Reproduce the items, starting at the first line and ending at the line containing "127 115 138 150", swapping "lightweight" for "compact" and changing nothing else. Omit the pictures from your copy.

#### Entries supplied

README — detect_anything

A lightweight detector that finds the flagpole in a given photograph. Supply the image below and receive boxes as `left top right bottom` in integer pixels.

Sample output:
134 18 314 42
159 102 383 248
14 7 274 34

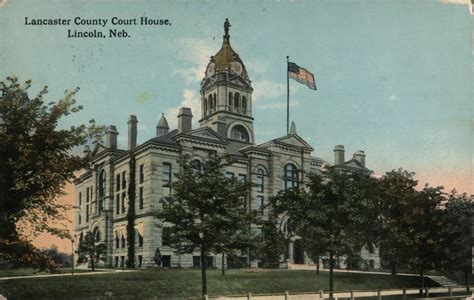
286 56 290 134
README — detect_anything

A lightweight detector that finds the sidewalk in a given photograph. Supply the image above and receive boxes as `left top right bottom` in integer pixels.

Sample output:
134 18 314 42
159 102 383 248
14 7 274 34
0 269 139 280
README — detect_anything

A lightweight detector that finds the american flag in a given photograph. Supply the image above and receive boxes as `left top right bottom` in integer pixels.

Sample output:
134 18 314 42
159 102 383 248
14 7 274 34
288 62 317 90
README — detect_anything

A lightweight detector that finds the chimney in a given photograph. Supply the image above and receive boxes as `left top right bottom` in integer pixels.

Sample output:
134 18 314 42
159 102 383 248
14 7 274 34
334 145 344 165
353 150 365 167
105 125 118 149
156 114 170 136
178 107 193 133
127 115 138 150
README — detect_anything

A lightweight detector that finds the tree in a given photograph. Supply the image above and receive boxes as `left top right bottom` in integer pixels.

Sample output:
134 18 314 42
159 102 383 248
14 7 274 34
377 169 418 275
156 156 255 297
77 232 107 271
0 77 103 263
441 190 474 287
271 169 376 298
401 184 444 289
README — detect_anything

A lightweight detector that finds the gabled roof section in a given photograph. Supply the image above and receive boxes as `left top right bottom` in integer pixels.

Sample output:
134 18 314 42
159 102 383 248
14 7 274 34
172 127 227 144
259 133 314 151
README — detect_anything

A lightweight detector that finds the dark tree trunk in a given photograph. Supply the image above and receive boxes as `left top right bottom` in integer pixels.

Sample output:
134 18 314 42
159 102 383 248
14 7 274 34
201 247 207 299
420 268 425 294
390 261 397 275
329 251 334 299
316 256 319 275
222 251 225 276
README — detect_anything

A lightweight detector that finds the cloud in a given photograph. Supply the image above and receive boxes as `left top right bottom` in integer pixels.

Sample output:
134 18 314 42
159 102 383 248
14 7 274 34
172 38 216 84
255 99 298 110
441 0 469 5
165 89 201 130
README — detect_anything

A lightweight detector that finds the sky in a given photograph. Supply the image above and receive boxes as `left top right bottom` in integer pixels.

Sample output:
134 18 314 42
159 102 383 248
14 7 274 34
0 0 474 252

########

(Exercise output)
README — detect_anything

A compact detector that finds the flagpole in a given photograph. Supply the image below and receive boxes as `left top right bottom` in integer pixels.

Sample output:
134 18 314 42
159 102 383 248
14 7 274 34

286 56 290 134
README — detect_anything

A compact detector that finds the sidewalk in a given photograph. Supply the image above and receive boxes as `left top right bottom` in integer pixels.

Sample output:
134 18 314 42
159 102 383 248
14 7 274 34
0 269 139 280
README — detect_anything

A compact detector that finds the american flag in a given photograph. Supply the image above and receive boxes as `left top right bottom` in integer pixels.

Sample output:
134 18 314 42
159 102 383 248
14 7 274 34
288 62 317 90
README — detect_anything

A compact detector that finds the chimney in a given photograph. Supply the image above and receive boxes as `left top right bottom` in integer pixels.

Sample output:
134 18 314 42
159 102 383 248
14 7 274 34
334 145 344 165
353 150 365 167
105 125 118 149
156 114 170 136
178 107 193 133
127 115 138 150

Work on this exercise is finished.